Task prompt:
Answer these from the passage on Eldorado's bid for Frontier.
(a) Which two measures adopted by Frontier was Eldorado disappointed with?
(b) For how long had Eldorado been pursuing Frontier?
(c) How many years did Eldorado say granting the petitions would set back the Perama Hill permitting process?

Top of Extract provided

But Eldorado did more than stand behind its offer. It also voiced its displeasure with some of Frontier’s actions following receipt of the bid, saying it was “disappointed with Frontier’s adoption. . . of golden parachute termination packages for its management and a tactical poison pill shareholders’ rights plan.”
Eldorado said that the termination packages “have the effect of enriching and entrenching Frontier’s management and are not consistent with Frontier’s stated goal of enhancing shareholder value.” It also contested Frontier’s argument that the shareholders’ rights plan was adopted only to provide management with enough time to find an alternative offer, saying the company had already had plenty of time to do so in the two years during which Eldorado has been pursuing Frontier.
Finally, Eldorado indicated its offer was more than fair based on its recent discovery of two petitions launched by Perama Hill-area municipalities for the annulment of the preapproval act issued for Perama Hill. Eldorado argued that if the petitions were granted, it would take the Perama Hill permitting process back eight years.

Bottom of Extract provided
Top of Supplied entries

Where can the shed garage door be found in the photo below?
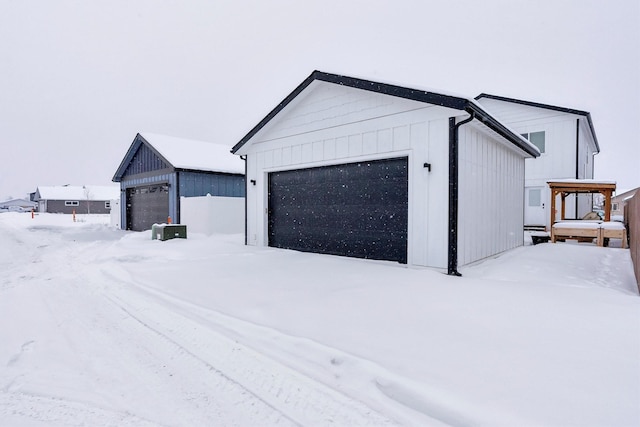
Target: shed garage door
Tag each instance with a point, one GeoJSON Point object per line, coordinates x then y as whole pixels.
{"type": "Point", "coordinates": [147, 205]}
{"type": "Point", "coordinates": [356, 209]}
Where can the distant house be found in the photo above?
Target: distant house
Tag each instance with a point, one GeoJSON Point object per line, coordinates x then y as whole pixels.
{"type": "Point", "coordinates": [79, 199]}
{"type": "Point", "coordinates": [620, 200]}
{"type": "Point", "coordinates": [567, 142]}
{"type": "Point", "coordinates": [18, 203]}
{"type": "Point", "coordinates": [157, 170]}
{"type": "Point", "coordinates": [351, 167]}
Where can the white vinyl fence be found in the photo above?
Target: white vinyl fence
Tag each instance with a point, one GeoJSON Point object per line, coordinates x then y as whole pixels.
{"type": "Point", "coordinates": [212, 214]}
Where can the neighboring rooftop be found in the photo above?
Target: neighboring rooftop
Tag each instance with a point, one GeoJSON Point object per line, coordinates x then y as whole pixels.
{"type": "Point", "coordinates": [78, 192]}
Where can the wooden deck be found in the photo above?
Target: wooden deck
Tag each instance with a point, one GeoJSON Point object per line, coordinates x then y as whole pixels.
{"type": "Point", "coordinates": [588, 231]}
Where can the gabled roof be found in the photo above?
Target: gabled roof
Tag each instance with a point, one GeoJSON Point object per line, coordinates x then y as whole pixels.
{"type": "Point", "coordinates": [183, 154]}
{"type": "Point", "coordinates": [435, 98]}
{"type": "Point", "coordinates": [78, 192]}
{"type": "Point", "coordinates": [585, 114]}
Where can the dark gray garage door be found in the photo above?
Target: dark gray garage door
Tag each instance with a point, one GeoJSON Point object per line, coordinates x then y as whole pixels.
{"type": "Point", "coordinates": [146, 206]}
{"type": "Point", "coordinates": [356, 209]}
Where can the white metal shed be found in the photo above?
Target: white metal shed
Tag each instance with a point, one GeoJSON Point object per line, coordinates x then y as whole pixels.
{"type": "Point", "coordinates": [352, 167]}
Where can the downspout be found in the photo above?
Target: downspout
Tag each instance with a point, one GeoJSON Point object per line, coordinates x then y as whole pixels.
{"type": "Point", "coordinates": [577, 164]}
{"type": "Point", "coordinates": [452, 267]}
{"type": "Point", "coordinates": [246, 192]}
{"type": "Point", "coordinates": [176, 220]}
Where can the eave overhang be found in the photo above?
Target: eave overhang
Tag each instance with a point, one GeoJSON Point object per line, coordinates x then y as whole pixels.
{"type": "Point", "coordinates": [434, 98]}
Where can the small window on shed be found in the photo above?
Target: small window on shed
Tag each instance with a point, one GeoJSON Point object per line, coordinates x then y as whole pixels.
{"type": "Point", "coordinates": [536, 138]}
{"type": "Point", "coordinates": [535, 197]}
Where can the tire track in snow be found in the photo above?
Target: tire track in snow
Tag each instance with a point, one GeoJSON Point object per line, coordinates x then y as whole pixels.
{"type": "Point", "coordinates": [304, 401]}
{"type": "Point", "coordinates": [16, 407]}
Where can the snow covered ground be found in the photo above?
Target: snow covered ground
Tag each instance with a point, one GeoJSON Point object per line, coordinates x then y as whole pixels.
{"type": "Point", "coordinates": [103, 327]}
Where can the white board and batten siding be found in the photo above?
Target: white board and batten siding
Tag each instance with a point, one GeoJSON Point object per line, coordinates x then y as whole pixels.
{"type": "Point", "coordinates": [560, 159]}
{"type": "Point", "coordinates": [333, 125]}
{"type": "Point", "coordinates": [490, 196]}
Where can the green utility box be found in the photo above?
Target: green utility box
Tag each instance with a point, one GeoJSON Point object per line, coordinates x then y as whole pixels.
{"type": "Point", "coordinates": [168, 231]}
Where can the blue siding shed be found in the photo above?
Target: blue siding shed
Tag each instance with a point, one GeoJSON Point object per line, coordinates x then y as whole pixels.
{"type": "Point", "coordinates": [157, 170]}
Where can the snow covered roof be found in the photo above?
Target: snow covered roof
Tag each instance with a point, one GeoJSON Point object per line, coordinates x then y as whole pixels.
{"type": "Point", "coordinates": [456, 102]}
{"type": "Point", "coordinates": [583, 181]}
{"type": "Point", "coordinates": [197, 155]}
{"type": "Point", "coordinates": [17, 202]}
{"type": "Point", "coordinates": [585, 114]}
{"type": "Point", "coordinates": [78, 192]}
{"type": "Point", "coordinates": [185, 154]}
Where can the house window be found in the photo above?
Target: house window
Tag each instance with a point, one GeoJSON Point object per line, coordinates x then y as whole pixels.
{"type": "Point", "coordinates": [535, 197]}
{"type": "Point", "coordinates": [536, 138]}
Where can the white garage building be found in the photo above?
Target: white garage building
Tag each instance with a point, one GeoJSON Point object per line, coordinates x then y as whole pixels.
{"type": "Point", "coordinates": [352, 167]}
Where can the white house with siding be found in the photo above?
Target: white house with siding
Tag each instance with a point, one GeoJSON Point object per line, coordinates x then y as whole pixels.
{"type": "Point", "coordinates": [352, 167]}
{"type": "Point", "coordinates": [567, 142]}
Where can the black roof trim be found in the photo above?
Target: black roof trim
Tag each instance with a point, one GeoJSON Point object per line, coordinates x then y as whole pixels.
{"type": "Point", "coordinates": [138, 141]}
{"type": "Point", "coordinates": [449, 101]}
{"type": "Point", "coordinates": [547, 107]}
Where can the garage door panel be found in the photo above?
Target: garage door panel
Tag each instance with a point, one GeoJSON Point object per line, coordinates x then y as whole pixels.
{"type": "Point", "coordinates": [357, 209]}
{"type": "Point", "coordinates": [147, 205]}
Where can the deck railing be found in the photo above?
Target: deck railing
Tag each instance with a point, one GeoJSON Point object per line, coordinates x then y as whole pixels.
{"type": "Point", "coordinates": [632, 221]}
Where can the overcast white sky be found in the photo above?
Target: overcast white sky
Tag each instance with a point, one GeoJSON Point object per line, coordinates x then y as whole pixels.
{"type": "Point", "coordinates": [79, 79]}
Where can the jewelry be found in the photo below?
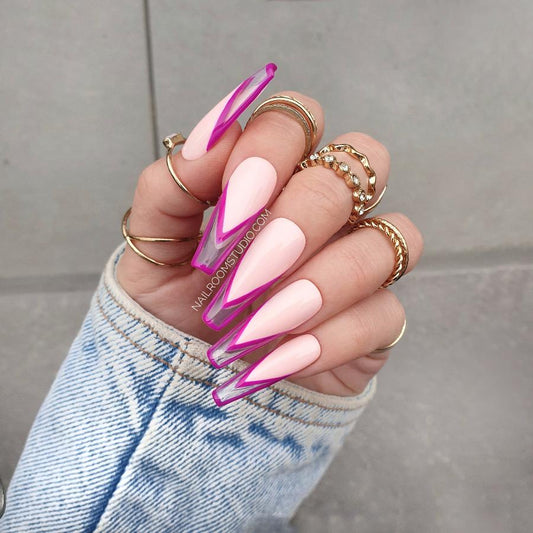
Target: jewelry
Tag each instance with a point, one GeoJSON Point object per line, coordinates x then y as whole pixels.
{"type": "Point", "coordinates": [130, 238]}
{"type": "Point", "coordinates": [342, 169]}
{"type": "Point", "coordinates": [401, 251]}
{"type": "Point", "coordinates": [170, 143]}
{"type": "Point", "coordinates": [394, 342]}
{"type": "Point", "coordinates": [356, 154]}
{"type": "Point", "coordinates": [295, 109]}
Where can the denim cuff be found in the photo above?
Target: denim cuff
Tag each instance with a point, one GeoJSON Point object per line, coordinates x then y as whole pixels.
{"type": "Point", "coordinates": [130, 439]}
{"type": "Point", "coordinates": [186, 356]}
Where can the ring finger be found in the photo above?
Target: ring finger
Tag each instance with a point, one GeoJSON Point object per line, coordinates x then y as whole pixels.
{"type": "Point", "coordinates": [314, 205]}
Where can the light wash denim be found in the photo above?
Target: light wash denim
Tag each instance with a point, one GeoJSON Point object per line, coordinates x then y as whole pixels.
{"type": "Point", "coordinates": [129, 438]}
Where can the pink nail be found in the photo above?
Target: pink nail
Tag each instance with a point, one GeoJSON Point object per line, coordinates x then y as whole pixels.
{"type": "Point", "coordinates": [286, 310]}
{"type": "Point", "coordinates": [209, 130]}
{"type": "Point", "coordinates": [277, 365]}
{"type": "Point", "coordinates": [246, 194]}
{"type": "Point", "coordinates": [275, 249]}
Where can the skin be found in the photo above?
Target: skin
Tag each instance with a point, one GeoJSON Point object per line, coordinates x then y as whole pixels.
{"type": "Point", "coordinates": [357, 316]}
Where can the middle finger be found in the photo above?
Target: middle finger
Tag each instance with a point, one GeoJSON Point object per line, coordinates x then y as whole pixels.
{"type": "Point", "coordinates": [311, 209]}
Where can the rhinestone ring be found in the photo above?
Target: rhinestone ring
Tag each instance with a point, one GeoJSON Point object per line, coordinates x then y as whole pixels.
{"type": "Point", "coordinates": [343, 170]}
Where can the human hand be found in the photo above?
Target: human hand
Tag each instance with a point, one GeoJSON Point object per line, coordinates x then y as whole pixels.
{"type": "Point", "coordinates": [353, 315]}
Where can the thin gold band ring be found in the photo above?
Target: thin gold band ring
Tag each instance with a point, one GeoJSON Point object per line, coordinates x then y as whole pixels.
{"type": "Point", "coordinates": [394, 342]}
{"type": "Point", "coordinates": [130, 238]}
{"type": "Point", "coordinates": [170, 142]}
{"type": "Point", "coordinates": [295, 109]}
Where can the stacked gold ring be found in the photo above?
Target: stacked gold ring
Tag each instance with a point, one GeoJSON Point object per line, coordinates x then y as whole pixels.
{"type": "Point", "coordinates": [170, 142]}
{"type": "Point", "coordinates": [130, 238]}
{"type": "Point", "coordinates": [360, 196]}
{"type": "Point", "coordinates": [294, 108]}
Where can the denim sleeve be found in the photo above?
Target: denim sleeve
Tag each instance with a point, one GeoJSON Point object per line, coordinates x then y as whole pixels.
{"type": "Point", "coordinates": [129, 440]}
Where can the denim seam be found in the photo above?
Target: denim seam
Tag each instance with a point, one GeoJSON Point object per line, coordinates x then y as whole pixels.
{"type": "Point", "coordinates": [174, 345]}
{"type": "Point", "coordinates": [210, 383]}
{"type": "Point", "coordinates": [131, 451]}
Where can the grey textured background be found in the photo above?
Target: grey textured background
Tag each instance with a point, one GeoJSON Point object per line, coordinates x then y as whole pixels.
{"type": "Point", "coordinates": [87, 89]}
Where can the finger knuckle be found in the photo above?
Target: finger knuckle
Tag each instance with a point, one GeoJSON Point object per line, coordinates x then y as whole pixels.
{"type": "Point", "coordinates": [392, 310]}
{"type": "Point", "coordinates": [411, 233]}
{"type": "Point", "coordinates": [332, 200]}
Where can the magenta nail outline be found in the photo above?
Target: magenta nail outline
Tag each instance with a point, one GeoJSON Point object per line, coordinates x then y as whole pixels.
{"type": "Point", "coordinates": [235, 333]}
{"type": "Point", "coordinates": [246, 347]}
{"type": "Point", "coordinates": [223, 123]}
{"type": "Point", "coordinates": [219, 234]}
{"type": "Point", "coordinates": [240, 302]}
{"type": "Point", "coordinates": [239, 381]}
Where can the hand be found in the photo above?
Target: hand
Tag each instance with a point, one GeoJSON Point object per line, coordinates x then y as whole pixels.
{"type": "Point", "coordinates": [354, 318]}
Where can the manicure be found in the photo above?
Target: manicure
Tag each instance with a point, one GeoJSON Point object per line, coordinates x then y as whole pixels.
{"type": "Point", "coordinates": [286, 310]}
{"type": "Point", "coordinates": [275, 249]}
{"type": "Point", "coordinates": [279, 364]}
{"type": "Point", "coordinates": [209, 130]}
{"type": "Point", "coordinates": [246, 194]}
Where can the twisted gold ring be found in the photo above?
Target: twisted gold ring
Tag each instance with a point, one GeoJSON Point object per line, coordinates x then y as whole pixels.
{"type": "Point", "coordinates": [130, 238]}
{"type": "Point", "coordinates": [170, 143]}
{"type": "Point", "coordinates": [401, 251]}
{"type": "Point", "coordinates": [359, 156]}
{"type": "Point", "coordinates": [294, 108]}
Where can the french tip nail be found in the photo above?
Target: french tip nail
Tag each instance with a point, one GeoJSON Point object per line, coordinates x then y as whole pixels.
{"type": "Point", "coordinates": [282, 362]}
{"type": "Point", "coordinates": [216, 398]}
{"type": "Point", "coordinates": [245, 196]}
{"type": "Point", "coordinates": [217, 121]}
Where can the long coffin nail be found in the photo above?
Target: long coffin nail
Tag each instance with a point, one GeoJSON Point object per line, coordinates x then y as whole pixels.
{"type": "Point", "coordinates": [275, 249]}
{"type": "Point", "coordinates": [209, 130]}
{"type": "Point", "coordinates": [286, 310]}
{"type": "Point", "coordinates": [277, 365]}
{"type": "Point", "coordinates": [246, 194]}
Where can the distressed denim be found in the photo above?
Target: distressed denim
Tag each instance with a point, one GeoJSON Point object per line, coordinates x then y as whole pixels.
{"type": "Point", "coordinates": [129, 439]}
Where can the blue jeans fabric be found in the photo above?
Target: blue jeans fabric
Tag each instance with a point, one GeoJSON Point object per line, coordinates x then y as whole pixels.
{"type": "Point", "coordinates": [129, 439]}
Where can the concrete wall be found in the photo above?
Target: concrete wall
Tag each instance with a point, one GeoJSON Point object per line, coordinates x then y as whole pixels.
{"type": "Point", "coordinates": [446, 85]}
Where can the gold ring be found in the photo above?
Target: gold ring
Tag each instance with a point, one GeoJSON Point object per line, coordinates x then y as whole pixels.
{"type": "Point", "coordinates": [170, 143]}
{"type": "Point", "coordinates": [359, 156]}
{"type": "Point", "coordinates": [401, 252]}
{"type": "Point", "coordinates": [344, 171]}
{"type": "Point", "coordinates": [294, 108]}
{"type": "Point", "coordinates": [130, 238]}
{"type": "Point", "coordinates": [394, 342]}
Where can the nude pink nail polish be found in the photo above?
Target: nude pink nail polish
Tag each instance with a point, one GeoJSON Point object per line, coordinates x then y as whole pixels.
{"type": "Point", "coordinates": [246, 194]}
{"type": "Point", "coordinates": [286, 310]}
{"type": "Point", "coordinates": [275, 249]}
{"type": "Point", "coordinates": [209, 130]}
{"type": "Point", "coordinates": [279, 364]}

Bottom of Supplied entries

Solution:
(a) Golden parachute termination packages for its management and a tactical poison pill shareholders' rights plan.
(b) Two years.
(c) Eight years.